Tarea requerida 1: Reproduce el fragmento comenzando en "El uso del término" y siguiendo hasta "la manipulación mediática.", y sustituye "desplazar" por "eludir".
Tarea requerida 2: Convierte las entradas en un CSV de dos columnas llamadas texto y respuesta, con una fila por entrada y cada valor en un único campo entre comillas, cambiando los saltos de línea por espacios. Incluye únicamente las entradas que van desde la línea que contiene "Put a point on every instance of the chinese" hasta la línea que contiene "[(162, 625)]", ambas incluidas.
──────── Fragmento ────────
Reflujos y autocriticas pendientes

En el discurso político progresista, se ha vuelto común recurrir al término "reflujo" para explicar los retrocesos que enfrenta la izquierda en distintos contextos nacionales e internacionales. El auge de figuras como Donald Trump, Javier Milei o Jair Bolsonaro, así como el avance de discursos reaccionarios y autoritarios, se entienden muchas veces como parte de un fenómeno externo, como si este "reflujo" fuera de una marea inevitable que se levanta y retrocede. Por dinámicas incontrolables. Pero esta metáfora, aunque consoladora, esconde una realidad más incómoda: El reflujo no es solo un fenómeno externo. Es también, en gran medida, el resultado de los propios errores y vacilaciones de las fuerzas progresistas.

El uso del término "reflujo" permite desplazar la responsabilidad. Al entender los retrocesos como algo ajeno, los actores políticos evitan preguntarse cómo han contribuido a ese retroceso. ¿Qué errores de estrategia, qué desconexiones con las mayorías, qué arrogancias ideológicas llevaron a que un proyecto transformador perdiera su atractivo? En lugar de enfrentar estas preguntas, el relato del reflujo sugiere que la culpa es del contexto, del malestar global, de las fake news o de la manipulación mediática.
──────── Datos extraídos ────────
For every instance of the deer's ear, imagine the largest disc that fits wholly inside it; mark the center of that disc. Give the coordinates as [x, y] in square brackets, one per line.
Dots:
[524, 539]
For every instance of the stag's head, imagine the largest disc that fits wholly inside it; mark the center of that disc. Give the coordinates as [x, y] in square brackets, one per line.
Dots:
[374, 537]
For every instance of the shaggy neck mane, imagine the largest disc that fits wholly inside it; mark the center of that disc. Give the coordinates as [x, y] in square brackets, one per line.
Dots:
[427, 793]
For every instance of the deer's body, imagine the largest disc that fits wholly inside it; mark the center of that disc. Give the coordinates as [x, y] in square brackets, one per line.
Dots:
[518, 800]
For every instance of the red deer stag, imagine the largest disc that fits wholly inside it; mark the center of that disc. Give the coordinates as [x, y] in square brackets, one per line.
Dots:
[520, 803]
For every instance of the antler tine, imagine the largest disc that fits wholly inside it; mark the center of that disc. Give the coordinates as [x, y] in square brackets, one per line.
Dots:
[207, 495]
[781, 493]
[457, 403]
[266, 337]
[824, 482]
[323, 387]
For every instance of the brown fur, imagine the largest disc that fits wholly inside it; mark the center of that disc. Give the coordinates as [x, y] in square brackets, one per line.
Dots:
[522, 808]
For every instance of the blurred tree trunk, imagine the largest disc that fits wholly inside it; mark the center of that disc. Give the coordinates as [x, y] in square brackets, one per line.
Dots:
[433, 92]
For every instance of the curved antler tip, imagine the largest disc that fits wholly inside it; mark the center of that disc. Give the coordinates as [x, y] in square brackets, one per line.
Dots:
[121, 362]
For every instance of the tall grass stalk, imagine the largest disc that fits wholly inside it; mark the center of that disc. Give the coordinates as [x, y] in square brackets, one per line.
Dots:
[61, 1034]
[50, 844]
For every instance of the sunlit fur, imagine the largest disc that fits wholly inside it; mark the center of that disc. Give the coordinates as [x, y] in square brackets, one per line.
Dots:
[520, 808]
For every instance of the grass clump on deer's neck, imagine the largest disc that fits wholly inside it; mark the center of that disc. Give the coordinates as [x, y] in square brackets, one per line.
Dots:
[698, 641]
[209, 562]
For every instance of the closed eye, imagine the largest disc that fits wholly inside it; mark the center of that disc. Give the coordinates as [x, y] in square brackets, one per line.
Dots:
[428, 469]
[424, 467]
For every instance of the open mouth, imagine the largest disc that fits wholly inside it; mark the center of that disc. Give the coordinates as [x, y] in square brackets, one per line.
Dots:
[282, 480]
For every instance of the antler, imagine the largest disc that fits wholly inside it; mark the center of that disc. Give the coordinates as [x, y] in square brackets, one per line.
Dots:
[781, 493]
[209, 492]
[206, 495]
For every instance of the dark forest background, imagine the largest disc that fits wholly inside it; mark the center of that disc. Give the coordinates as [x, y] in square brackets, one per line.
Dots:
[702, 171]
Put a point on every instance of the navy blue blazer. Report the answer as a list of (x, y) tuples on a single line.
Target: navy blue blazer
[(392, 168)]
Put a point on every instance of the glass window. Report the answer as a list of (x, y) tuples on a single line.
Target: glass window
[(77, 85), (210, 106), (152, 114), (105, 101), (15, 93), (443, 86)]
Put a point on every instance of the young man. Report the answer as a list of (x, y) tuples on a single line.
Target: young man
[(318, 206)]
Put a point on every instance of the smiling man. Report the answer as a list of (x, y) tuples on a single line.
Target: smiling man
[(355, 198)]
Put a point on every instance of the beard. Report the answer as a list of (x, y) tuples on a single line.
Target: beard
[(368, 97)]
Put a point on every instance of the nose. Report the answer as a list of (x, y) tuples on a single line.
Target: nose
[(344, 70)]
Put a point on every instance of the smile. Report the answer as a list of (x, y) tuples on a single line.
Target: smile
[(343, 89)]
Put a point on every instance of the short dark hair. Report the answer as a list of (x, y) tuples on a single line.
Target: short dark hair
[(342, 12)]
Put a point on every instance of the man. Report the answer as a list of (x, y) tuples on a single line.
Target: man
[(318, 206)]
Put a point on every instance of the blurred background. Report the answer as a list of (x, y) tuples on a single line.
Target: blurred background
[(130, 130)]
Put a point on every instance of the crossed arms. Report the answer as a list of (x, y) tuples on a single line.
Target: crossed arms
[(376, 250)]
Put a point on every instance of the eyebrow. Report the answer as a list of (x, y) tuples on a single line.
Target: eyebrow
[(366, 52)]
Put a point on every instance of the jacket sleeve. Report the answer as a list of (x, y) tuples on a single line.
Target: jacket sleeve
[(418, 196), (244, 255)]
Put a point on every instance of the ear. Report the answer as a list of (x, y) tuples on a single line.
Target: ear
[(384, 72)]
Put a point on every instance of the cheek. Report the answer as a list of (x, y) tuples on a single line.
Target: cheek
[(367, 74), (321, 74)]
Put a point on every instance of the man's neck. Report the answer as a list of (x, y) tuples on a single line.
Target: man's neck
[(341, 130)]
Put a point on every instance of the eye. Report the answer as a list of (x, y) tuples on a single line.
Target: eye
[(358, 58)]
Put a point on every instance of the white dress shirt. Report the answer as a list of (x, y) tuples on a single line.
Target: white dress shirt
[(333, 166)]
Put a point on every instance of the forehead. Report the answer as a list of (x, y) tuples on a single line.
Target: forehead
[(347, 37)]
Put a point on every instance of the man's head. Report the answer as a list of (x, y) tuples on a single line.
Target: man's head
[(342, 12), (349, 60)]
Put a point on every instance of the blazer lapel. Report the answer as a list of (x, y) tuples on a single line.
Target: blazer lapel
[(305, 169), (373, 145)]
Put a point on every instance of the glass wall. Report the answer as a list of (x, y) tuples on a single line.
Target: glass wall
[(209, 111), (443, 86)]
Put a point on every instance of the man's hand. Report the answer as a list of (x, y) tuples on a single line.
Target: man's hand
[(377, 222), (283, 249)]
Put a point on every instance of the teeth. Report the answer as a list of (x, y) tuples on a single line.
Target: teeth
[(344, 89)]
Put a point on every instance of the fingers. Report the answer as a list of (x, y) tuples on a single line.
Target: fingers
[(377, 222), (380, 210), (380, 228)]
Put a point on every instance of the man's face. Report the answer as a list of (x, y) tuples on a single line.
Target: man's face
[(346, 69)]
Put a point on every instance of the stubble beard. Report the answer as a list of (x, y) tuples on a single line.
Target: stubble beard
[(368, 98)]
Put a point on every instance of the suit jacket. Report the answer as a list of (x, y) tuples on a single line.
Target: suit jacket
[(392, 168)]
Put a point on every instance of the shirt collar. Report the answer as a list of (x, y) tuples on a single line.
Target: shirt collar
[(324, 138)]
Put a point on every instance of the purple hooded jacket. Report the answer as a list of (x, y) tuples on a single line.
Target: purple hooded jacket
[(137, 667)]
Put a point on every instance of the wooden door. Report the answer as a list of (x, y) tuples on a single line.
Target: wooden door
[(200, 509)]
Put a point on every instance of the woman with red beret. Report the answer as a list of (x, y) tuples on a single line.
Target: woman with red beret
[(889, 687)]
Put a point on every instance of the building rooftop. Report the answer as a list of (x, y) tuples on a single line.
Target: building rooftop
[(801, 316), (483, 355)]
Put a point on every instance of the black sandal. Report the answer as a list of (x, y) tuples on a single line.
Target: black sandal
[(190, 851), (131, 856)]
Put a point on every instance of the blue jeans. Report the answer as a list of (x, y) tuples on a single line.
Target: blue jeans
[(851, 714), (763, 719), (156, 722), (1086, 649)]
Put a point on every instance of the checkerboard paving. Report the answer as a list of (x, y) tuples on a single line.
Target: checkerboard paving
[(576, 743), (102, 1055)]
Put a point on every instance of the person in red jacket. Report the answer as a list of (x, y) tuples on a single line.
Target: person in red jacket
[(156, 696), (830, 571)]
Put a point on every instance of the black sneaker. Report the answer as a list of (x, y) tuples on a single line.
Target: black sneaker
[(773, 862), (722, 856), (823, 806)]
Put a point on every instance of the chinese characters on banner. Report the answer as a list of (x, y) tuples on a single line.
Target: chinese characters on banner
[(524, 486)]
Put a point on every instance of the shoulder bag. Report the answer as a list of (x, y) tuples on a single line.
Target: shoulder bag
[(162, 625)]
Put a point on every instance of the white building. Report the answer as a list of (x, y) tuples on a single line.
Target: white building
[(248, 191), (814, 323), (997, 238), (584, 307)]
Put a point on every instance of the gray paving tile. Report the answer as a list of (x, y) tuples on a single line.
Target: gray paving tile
────────
Respuesta completa 1:
El uso del término "reflujo" permite eludir la responsabilidad. Al entender los retrocesos como algo ajeno, los actores políticos evitan preguntarse cómo han contribuido a ese retroceso. ¿Qué errores de estrategia, qué desconexiones con las mayorías, qué arrogancias ideológicas llevaron a que un proyecto transformador perdiera su atractivo? En lugar de enfrentar estas preguntas, el relato del reflujo sugiere que la culpa es del contexto, del malestar global, de las fake news o de la manipulación mediática.

Respuesta completa 2:
texto,respuesta
"Put a point on every instance of the chinese characters on banner. Report the answer as a list of (x, y) tuples on a single line. Target: chinese characters on banner","[(524, 486)]"
"Put a point on every instance of the shoulder bag. Report the answer as a list of (x, y) tuples on a single line. Target: shoulder bag","[(162, 625)]"